(AVAILABLE DATA Opens)

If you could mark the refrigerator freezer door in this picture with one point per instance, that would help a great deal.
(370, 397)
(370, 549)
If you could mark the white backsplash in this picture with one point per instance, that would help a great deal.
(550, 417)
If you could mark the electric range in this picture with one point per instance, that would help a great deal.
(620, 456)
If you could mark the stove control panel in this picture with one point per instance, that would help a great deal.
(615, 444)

(AVAILABLE DATA Closes)
(AVAILABLE DATA Opens)

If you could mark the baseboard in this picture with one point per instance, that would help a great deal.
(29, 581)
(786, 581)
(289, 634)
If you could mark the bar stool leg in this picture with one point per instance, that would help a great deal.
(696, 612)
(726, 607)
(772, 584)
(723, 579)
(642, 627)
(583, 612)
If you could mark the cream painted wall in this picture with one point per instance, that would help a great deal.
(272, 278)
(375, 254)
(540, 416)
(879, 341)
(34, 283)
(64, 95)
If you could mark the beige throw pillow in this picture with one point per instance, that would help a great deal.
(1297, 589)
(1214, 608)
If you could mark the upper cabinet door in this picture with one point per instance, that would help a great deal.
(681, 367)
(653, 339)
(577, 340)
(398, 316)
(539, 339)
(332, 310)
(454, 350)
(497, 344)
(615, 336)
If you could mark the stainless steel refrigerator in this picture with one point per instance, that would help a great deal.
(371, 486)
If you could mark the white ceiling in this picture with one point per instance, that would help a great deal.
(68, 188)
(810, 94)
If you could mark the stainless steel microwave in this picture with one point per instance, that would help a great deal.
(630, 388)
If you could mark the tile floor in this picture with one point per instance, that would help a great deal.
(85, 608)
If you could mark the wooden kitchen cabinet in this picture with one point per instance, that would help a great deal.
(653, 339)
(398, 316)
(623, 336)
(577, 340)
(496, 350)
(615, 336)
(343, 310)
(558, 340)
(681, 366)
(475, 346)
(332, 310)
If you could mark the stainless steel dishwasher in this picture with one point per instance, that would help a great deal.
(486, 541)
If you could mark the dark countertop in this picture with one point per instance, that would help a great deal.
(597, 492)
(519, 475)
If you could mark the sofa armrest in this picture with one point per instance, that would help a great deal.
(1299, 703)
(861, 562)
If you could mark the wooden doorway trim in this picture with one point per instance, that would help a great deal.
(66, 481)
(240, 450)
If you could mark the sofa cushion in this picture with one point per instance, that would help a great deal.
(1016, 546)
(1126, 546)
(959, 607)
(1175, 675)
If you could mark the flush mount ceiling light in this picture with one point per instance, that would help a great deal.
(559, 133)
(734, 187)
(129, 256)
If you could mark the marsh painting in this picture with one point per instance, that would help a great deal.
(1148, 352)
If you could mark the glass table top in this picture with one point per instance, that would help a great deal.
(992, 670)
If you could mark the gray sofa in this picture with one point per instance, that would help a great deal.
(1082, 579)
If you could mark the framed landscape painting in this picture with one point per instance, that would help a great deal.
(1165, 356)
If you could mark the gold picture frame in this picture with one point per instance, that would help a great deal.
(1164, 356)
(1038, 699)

(AVAILABLE DATA Closes)
(AVAILABLE DATA Opens)

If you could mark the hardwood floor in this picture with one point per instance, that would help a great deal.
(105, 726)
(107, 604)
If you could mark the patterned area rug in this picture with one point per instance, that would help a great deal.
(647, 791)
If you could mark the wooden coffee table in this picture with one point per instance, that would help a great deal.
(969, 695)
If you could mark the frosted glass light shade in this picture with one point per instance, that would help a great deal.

(AVAILABLE DATA Closes)

Above are the records; from them, give again exactly the lines from the one containing "If you could mark the patterned" through the one containing "If you could mark the frosted", both included.

• [YOUR SOLUTION]
If you could mark the patterned area rug in this picture with one point per instance, that would help a great deal.
(647, 791)
If you could mark the wooden coffee table in this picture with one point per instance, that would help a great deal.
(969, 695)
If you could mark the frosted glass light shade in this picture with one point per instance, that would help a great deal.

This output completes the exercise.